▶ _CONSIGNE 1_
Citez toutes les personnes désignées par leur nom dans l'article qui suit.

▶ _ARTICLE_
((

Le second miracle eut lieu sur la personne d’un jeune homme nommé Artémius, et il nous montre la vertu simple et modeste du véritable solitaire en opposition avec l’orgueilleux fanatisme d’un faux religieux. Artémius, de lui-même, sans écouter aucun conseil, et en dehors de l’autorité de son évoque, s’était fait reclus dans le pays de Saintonge ; mais ni sa vertu ni sa tête n’étaient assez solides pour un pareil genre de vie. Aussi, après quelques années d’une imprudente réclusion, on le vit tout à coup tomber en démence, et demander qu’on le conduisît au roi Childebert, parce qu’il devait, disait-il, prendre ses ordres afin de visiter ensuite et d’inspecter le royaume. Ses parents désolés, feignant d’entrer dans ses vues, se mirent en route avec lui, et, moitié par ruse, moitié par force, l’amenèrent à la grotte de saint Cybard. Mais, en présence du Saint, Artémius tomba dans un subit accès de fureur, ses cheveux qu’il portait très-longs, s’agitèrent en désordre, ses bras se tordirent violemment, et ses doigts se crispèrent convulsivement ; il s’écriait en même temps qu’il ne reconnaissait personne qui lui fût égal en sainteté, et qu’ainsi c’était lui faire outrage que de l’amener à un autre solitaire ; il mêlait en outre à ces inepties mille autres folies, et même des paroles de blasphème. Cependant notre Saint, touché de compassion, étendit la main par la fenêtre de sa cellule, et fit sur lui le signe de la croix. A l’instant tous ces cris et ces fureurs cessèrent ; le jour suivant il ordonna de lui couper les cheveux, ce qu’on ne put exécuter qu’avec peine, parce qu’Artémius y opposa une forte résistance, et le surlendemain saint Cybard déclara qu’il pouvait être admis parmi les clercs et recevoir la tonsure. Cela fait, le pauvre jeune homme demeura parfaitement tranquille, et après quelques jours, que le Saint employa à le consoler et à l’instruire, il revint auprès de sa famille complètement sain d’esprit et de corps. Sa guérison ne se démentit point jusqu’à sa mort, et on la jugea même si solide qu’Artémius fut plus tard élevé au diaconat.

))

▶ _CONSIGNE 2_
Repérez et recopiez chaque ligne des entrées qui contient le mot "door".

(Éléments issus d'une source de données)
((

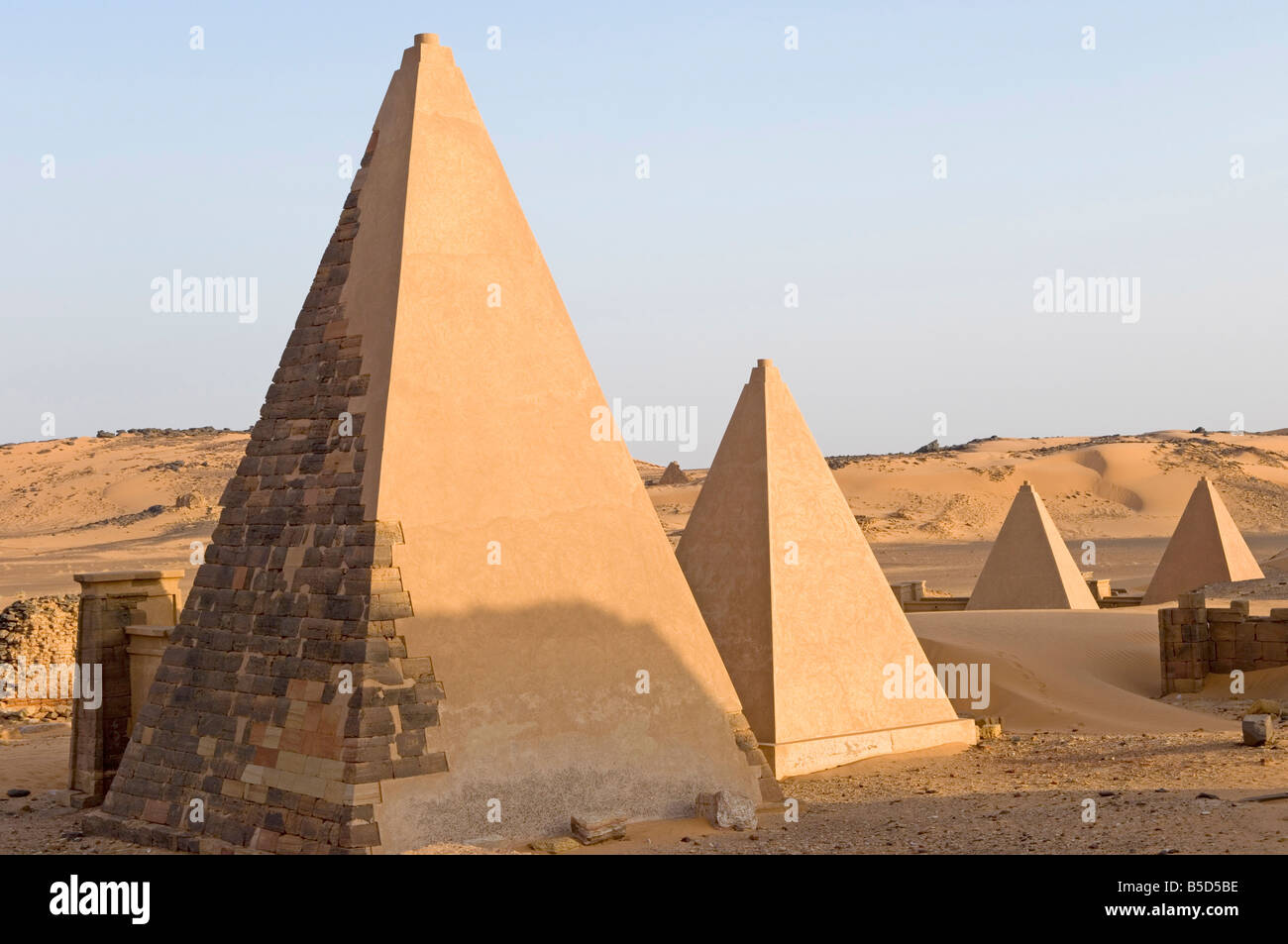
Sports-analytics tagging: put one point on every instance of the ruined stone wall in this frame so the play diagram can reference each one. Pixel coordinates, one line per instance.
(40, 630)
(1196, 640)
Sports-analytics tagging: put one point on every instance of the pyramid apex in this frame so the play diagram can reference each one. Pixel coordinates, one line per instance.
(764, 369)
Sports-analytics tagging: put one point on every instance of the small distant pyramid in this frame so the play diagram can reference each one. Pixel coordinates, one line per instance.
(797, 601)
(1029, 566)
(404, 630)
(1206, 548)
(674, 475)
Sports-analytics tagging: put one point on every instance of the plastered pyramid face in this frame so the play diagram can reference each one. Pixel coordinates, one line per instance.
(1206, 548)
(794, 596)
(411, 626)
(1029, 566)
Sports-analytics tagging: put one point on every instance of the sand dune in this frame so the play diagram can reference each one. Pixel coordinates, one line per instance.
(110, 502)
(1067, 670)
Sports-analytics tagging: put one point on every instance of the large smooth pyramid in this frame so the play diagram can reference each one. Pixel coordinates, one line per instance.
(522, 643)
(795, 599)
(1029, 566)
(1206, 548)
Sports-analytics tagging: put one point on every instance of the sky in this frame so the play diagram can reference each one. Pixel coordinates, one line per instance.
(913, 168)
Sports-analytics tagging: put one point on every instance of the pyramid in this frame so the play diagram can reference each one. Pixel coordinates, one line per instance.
(795, 599)
(406, 630)
(1206, 548)
(674, 475)
(1029, 566)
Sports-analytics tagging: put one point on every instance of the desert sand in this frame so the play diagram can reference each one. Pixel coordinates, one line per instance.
(1078, 691)
(95, 504)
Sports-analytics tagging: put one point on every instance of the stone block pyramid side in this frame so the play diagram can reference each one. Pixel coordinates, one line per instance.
(1029, 567)
(304, 703)
(1206, 548)
(798, 603)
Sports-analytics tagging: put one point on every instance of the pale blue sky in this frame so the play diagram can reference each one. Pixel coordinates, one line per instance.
(768, 166)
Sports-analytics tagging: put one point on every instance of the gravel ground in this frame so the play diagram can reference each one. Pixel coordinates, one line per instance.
(1022, 793)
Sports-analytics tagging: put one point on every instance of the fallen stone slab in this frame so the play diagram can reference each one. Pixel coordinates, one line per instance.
(561, 844)
(726, 810)
(1257, 730)
(590, 833)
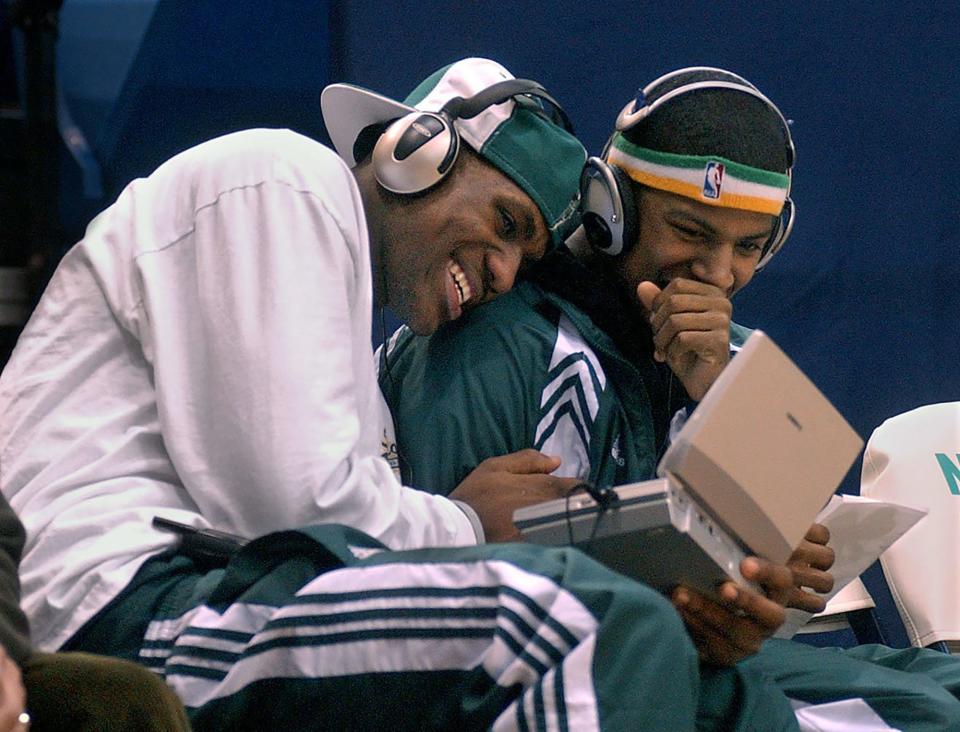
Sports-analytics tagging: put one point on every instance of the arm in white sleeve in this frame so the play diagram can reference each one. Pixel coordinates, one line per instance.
(259, 326)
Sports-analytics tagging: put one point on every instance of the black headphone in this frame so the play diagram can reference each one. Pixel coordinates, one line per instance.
(418, 150)
(610, 217)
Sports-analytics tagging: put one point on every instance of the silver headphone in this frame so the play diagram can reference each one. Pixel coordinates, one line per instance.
(418, 150)
(609, 216)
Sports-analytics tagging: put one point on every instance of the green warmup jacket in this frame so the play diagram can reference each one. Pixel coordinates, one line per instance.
(559, 364)
(532, 369)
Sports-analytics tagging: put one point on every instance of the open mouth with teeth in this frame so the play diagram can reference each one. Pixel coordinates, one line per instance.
(460, 289)
(459, 277)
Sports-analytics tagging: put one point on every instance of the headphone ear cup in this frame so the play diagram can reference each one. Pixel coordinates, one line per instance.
(415, 152)
(781, 231)
(631, 226)
(608, 218)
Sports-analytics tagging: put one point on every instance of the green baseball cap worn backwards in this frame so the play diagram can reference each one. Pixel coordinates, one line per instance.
(538, 155)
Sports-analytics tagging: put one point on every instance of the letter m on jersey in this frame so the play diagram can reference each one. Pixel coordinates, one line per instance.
(951, 472)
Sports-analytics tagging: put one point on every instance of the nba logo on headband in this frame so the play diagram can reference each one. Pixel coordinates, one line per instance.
(713, 179)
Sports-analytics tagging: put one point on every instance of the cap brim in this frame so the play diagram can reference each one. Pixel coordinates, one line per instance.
(348, 109)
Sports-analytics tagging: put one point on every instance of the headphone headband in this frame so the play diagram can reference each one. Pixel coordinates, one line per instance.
(418, 150)
(631, 115)
(605, 194)
(502, 91)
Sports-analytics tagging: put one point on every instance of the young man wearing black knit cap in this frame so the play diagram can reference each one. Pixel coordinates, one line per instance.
(204, 356)
(606, 342)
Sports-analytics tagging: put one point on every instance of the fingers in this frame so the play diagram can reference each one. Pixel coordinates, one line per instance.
(647, 293)
(705, 334)
(522, 462)
(810, 564)
(766, 614)
(775, 579)
(688, 317)
(721, 634)
(806, 601)
(536, 488)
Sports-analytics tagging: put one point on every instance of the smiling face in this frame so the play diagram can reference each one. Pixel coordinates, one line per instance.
(680, 237)
(454, 247)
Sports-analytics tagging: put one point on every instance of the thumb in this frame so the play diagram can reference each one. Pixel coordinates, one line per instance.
(527, 461)
(647, 293)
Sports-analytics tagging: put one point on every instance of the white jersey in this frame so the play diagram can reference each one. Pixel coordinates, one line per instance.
(203, 354)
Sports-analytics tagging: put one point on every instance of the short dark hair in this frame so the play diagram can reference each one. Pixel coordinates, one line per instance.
(714, 122)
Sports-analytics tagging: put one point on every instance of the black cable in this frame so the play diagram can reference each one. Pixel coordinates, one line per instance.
(606, 499)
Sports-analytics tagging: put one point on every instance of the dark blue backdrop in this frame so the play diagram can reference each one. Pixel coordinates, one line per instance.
(864, 296)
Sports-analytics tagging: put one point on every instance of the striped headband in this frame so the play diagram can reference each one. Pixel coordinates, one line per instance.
(712, 180)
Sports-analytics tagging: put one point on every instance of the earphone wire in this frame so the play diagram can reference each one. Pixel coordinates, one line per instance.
(606, 499)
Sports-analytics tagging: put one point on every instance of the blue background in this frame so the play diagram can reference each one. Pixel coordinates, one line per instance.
(864, 296)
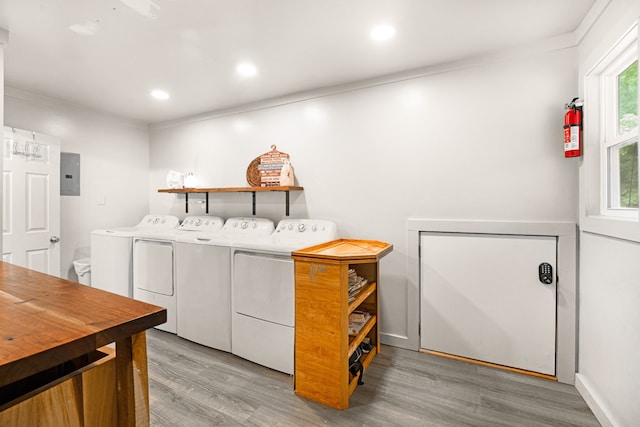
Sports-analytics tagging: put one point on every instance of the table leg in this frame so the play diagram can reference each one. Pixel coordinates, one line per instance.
(132, 381)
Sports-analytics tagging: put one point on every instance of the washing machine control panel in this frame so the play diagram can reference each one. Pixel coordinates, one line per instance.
(159, 222)
(202, 223)
(252, 226)
(320, 229)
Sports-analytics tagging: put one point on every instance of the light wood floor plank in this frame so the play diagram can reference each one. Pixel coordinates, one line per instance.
(192, 385)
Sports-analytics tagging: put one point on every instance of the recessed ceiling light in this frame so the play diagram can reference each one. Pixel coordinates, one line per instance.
(383, 32)
(246, 69)
(160, 94)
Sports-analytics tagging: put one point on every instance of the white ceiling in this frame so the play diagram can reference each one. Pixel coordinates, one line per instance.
(191, 47)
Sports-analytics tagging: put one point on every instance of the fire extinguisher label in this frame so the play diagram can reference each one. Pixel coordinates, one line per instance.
(571, 138)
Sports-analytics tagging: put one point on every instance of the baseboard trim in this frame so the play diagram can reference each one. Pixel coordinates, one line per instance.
(593, 402)
(491, 365)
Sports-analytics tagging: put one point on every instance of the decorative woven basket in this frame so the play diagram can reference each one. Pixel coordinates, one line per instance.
(253, 174)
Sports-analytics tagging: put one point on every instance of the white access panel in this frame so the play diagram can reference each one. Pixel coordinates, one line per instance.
(481, 298)
(111, 263)
(263, 287)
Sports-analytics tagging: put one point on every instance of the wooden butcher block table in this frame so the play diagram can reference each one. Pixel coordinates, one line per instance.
(54, 367)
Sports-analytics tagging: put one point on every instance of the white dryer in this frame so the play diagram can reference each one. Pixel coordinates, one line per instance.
(112, 253)
(153, 265)
(203, 284)
(263, 291)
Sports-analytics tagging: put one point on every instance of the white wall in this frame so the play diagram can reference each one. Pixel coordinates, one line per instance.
(4, 37)
(483, 142)
(609, 295)
(114, 162)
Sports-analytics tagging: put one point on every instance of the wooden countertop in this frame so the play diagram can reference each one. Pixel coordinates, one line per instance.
(345, 250)
(46, 321)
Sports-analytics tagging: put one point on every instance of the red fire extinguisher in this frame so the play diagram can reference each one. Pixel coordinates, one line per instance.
(572, 129)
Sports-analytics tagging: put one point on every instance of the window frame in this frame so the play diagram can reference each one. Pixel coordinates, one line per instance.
(621, 223)
(610, 135)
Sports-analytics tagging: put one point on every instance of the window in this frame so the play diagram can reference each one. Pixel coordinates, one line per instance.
(609, 169)
(620, 134)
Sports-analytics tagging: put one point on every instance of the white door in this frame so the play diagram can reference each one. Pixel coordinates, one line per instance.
(481, 298)
(31, 200)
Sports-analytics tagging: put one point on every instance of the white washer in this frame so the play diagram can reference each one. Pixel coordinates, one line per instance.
(202, 284)
(153, 264)
(263, 291)
(112, 253)
(204, 279)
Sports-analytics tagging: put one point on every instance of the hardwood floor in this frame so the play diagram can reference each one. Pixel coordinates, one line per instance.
(192, 385)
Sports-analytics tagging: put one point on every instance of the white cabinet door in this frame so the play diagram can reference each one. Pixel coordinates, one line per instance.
(481, 298)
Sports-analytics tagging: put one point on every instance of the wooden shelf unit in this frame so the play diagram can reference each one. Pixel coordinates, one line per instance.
(252, 190)
(322, 342)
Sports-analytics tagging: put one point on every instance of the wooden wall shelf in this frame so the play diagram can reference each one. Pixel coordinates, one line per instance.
(252, 190)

))

▶ _SOLUTION 1_
Artémius, le roi Childebert, saint Cybard.

▶ _SOLUTION 2_
Sports-analytics tagging: put one point on every instance of the white door in this frame so the play diagram can reference each one. Pixel coordinates, one line per instance.
Sports-analytics tagging: put one point on every instance of the white cabinet door in this frame so the play diagram can reference each one. Pixel coordinates, one line per instance.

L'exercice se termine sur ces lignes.